__Recorded data__:
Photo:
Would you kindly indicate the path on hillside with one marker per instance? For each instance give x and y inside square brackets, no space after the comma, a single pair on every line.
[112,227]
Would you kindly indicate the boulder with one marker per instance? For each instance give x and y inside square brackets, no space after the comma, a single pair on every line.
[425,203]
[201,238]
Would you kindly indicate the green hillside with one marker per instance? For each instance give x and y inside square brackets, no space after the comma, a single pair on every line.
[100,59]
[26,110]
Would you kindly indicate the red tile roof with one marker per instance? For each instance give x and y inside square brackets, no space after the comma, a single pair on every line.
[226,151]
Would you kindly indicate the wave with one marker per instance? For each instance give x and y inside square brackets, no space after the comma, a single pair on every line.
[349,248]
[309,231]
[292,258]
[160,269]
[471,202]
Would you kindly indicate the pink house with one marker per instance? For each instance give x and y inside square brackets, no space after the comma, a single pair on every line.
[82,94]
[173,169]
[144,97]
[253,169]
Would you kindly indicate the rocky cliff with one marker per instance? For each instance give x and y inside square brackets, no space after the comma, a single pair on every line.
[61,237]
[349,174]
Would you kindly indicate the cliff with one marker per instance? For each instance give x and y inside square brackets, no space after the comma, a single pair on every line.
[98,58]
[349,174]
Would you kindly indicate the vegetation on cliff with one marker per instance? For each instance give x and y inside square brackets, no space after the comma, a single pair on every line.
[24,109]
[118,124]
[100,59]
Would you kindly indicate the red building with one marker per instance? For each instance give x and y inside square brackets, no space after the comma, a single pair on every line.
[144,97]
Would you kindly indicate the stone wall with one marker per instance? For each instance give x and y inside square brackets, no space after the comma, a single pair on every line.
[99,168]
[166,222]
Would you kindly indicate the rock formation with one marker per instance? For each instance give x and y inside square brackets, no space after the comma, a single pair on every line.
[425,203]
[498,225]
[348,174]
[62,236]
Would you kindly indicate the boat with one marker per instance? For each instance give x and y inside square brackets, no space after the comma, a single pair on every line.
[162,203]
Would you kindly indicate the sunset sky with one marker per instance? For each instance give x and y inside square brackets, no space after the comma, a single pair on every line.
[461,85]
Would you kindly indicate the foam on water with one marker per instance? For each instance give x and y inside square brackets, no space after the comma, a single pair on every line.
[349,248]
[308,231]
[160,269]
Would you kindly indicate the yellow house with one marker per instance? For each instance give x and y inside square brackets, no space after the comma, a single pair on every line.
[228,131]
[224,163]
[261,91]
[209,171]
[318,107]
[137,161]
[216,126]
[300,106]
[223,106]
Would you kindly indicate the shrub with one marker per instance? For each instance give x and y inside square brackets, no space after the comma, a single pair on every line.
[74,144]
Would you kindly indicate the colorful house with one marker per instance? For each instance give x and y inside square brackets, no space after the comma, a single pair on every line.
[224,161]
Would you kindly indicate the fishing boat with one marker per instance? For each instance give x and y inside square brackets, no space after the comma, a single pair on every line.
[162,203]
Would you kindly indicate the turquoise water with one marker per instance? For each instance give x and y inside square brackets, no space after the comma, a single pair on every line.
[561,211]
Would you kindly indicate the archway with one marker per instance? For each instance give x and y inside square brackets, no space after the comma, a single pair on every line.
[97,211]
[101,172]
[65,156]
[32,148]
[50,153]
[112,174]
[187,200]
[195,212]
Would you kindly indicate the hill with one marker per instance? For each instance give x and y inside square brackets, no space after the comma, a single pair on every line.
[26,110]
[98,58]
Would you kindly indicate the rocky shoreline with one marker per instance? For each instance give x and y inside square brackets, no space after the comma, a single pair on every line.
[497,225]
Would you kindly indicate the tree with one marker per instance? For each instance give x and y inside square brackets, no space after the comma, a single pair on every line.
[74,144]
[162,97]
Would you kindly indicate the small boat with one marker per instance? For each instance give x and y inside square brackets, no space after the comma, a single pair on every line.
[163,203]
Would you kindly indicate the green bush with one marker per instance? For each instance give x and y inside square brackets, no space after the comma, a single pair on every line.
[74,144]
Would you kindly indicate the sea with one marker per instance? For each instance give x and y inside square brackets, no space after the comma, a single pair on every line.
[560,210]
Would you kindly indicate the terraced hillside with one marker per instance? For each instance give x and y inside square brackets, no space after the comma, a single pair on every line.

__Brief__: Reproduce all of the entries word for word.

__Final result__:
Photo:
Would you kindly indicate the path on hillside with one marker per instance? For each instance give x and y inside square brackets, no space after the comma, a single pair on every line.
[112,227]
Would you kindly indicate the boulder with one marker per instance? For each instance give x and y inside square brackets, no space after the comma, a single pair on every line.
[425,203]
[201,238]
Would you kindly indicate the green hillside with one marker per instance? For each instance give x and y inside square brackets, no space after the comma, a single pair on every line.
[100,59]
[26,110]
Would you kindly indicate the red tile roof with one marker per instance? For each instance give x and y inside square brackets, no space after the comma, a single pair on every line.
[226,151]
Would you kindly indicate the wave with one marker per instance? For each instance give x and y inside square brackets, no space after the comma, a single pair on every line.
[349,248]
[309,231]
[292,258]
[160,269]
[471,202]
Would you kindly indicate the pink house with one marker per instance? For each instance give x and y inside square brackets, no space after the comma, a single pair on every line.
[82,94]
[173,169]
[144,97]
[253,169]
Would you kindly indicate the rocky cliff with one marker per instance? For each instance give x and y inside square brackets, no space after the comma, a single pair on every line.
[61,237]
[349,174]
Would you kindly indicate the cliff with one marker per instance? For each instance give x and y inside square brackets, no space after the comma, a single pair on every line.
[98,58]
[349,174]
Would you kindly indicate the vegetation on cliff with one marker per instance? For each instance give x and y inside square brackets, no space after the comma, a single pair on every line.
[24,109]
[118,124]
[100,59]
Would you kindly indicate the red building with one marker per instance? For each instance give x and y inside square brackets, no space after the comma, a single pair on every line.
[144,97]
Would you kindly indicate the stone wall with one marker per instance? For each instance give x and y inside square brackets, no space after the comma, a single pair on every line.
[99,168]
[166,222]
Would you kindly indicate the rock formation with one marker per instance? For each instance give x and y inside square brackets, no space after the comma, a single pair on every line.
[425,203]
[498,225]
[348,174]
[62,236]
Would you kindly indicate the boat with one marker per instance? For each instance give x and y inside square brackets, no space after the comma, a single pair on every line.
[162,203]
Would you kindly indicate the sunset sky with one marker per instance? For each instance give x and y inside square brackets, no space after the comma, a single pair on every line.
[461,85]
Would you kindly indicate the foam on water with one marker per instance? For each instance give x and y inside square brackets, no space after the comma, a single pair on every line.
[349,248]
[308,231]
[160,269]
Would you kindly indicate the yellow house with one marker per instance? For each instance give x and y inside square brackets, no space after the comma, a single pair on every line.
[228,131]
[224,163]
[261,91]
[209,171]
[318,107]
[137,161]
[216,126]
[300,106]
[223,106]
Would you kindly indicate the shrub with one marker per instance? For each instance give x and y inside square brackets, no space after the comma, a single pair on every line.
[74,144]
Would you kindly indicate the colorful house with one marker per instance? For each instance give x and y inside square brackets, no space after the comma, a single pair on every line.
[224,161]
Would you kindly indicate the fishing boat with one marker per instance? For each instance give x and y inside square brackets, no space after the comma, a single pair on every line.
[162,203]
Would you kindly indicate the turquoise water with one marker per instance? For each instance give x and y inside square brackets, no space after the comma, a single pair on every line.
[561,211]
Would you kindly indicate the archway with one marker per instance? For each instance give x and y inside square brackets, no space after the comma, a single pair on every line.
[97,211]
[101,172]
[65,156]
[32,148]
[50,153]
[112,174]
[187,200]
[195,212]
Would you kindly indicate the hill with one marker per instance? For each instance give x and y inside square brackets, no space after the comma, a single pair on every line.
[26,110]
[98,58]
Would you kindly indicate the rocky shoreline with one marker per instance? For each instance give x and y inside square brackets, no space after the comma, a single pair on every line.
[497,225]
Would you kindly indicate the tree with one marker per instance? For each instance give x and y inside square brackets, no space after the comma, a single pair on every line.
[74,144]
[162,97]
Would you kindly indicate the small boat with one marker per instance? For each instance give x and y inside square brackets, no space after the comma, a single pair on every line.
[163,203]
Would you kindly indicate the green bush with one marker per instance? For each instance give x and y inside square brackets, no space after the comma, a single pair on every line.
[74,144]
Would you kindly indicate the sea with one marker per instance? For each instance give x and y inside square brackets, no space after the comma, a single pair on every line.
[560,210]
Would you kindly indicate the terraced hillside with one marker per instance? For each instance give x and y inside square brackets, no space after the comma, a single pair on every line.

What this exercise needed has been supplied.